## Extracted data entries:
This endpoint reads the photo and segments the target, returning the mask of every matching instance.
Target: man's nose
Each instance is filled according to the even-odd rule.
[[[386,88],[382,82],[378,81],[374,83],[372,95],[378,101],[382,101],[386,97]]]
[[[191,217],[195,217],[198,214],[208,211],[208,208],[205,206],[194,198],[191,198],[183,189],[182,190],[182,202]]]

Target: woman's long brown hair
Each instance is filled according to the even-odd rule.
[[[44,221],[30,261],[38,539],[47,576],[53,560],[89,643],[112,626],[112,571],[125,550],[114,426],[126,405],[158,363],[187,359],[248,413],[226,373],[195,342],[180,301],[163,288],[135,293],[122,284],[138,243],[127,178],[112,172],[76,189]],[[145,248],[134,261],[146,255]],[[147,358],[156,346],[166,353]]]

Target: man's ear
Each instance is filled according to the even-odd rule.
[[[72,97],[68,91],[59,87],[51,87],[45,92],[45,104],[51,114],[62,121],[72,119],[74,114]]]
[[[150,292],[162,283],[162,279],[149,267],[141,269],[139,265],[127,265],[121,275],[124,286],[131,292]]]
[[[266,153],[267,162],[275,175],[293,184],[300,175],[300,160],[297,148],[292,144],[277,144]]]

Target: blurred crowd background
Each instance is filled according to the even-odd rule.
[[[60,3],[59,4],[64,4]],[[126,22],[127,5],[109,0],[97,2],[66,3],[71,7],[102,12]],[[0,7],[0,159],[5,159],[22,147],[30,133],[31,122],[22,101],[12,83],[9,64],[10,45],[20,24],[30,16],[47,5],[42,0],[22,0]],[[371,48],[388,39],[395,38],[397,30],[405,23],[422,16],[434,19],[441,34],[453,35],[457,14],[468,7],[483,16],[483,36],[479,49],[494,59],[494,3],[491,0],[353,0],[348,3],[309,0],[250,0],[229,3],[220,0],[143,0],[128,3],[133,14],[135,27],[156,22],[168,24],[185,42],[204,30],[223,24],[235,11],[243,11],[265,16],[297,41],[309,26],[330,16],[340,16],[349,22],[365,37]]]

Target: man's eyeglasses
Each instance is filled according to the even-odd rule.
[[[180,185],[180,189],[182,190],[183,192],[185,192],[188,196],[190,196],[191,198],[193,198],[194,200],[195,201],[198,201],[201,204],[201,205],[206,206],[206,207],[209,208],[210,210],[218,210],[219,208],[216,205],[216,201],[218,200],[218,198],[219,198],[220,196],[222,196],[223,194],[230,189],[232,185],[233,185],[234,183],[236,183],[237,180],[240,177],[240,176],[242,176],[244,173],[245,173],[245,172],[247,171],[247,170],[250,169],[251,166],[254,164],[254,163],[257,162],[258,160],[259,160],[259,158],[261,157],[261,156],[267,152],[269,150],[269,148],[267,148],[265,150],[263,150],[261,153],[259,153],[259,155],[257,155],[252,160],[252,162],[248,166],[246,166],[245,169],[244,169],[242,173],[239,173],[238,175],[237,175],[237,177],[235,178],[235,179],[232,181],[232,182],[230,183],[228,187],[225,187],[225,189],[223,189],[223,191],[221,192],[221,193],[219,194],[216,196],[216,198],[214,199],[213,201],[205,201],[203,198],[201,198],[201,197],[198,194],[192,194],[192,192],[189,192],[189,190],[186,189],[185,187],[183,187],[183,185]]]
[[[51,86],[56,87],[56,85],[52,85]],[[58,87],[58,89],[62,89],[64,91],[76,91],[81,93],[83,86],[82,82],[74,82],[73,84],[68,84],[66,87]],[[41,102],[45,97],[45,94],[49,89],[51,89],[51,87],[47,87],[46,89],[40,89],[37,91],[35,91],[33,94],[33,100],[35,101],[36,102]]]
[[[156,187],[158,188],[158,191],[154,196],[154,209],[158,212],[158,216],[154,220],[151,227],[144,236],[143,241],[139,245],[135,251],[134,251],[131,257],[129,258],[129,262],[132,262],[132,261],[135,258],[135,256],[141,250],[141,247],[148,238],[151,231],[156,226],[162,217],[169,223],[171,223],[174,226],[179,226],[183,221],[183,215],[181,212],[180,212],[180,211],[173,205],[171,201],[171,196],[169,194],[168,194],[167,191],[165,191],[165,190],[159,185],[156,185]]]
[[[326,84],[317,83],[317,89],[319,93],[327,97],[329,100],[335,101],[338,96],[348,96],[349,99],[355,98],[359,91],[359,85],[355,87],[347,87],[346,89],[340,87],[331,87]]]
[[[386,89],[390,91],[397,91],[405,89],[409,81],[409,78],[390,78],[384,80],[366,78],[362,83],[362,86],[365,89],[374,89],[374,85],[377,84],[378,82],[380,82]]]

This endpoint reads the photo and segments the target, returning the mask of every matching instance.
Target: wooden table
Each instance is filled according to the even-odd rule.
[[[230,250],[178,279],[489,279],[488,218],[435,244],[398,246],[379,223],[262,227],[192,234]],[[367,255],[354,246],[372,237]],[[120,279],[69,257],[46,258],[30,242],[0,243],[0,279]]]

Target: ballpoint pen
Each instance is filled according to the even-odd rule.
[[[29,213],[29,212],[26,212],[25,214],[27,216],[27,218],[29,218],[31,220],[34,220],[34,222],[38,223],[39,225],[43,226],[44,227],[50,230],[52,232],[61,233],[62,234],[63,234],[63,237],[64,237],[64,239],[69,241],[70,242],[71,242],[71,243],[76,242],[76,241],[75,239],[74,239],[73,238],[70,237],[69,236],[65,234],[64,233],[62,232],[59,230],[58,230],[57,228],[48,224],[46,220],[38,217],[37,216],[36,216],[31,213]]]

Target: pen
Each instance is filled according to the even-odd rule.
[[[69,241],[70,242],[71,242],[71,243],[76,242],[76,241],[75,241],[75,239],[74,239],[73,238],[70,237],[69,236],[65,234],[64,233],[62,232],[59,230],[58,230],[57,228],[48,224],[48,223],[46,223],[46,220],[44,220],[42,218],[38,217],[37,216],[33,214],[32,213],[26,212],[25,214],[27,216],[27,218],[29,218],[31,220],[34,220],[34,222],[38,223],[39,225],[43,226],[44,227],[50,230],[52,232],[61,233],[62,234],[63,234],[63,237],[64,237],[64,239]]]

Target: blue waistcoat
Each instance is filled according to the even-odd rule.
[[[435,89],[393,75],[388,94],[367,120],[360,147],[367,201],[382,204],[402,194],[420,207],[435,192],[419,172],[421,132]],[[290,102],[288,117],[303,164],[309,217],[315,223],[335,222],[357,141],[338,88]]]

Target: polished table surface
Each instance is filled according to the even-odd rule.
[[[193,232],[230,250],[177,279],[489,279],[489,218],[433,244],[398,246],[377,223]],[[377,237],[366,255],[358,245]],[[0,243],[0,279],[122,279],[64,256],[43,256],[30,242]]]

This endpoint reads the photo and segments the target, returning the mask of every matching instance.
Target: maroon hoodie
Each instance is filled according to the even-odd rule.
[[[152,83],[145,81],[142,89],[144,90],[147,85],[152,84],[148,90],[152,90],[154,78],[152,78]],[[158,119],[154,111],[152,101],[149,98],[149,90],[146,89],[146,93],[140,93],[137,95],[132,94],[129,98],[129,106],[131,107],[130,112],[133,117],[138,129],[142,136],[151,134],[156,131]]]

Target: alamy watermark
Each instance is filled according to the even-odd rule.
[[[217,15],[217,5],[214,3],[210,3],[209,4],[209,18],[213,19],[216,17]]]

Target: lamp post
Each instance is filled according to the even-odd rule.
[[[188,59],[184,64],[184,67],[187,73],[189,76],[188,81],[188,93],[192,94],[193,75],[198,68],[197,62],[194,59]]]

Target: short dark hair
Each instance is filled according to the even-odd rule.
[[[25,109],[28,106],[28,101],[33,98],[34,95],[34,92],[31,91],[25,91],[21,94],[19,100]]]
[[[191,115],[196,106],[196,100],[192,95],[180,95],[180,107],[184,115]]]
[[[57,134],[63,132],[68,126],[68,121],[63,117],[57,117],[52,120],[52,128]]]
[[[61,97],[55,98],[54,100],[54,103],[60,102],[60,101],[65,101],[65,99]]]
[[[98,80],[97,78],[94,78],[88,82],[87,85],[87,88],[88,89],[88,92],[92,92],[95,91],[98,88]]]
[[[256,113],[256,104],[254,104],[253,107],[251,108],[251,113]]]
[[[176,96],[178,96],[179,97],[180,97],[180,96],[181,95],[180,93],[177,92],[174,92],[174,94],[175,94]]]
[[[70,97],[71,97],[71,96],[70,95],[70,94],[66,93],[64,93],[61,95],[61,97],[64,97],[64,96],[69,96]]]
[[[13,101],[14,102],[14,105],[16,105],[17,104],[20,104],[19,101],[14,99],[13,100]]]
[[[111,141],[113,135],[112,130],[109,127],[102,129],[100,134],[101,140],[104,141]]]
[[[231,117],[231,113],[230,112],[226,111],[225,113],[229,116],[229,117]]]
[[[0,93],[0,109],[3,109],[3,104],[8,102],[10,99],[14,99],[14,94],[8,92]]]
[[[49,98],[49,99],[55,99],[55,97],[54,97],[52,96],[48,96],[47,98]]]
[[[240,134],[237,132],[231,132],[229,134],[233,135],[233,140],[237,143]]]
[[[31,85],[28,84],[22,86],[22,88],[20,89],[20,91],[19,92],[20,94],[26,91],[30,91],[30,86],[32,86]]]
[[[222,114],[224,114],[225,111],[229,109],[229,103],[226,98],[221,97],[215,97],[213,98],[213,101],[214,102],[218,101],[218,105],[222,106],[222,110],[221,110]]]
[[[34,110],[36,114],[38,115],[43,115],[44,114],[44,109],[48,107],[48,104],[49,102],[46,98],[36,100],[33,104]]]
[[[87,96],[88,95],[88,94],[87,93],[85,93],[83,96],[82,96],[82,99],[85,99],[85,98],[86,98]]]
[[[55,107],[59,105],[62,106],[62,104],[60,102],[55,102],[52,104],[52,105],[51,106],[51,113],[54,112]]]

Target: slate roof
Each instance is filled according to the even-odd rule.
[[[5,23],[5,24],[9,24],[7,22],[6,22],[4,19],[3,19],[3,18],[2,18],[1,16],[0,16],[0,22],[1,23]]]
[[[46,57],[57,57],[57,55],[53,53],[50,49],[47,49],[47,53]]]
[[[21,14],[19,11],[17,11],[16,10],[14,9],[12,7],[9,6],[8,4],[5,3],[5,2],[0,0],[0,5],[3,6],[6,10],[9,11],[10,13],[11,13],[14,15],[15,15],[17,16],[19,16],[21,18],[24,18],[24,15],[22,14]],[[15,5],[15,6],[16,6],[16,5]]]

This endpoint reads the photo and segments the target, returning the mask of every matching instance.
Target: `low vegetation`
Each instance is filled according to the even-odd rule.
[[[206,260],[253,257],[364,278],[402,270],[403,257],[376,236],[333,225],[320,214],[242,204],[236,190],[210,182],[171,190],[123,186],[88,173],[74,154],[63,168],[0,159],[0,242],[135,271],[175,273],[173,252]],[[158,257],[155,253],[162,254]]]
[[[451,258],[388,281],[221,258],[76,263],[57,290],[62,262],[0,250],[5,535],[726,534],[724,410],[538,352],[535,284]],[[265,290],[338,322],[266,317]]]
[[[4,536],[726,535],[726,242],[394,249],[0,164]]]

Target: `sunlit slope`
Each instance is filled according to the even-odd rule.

## Written request:
Locate every line in the listing above that contains the word "hair", treating case as significant, and copy each such line in full.

## Result:
Target: woman's long brown hair
Target: short dark hair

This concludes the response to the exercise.